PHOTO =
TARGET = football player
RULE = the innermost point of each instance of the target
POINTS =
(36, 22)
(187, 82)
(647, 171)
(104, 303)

· · · ·

[What the task requires]:
Pick out each line of the records above that contains the word "RULE", matching case exactly.

[In response]:
RULE = the innermost point of each instance of the target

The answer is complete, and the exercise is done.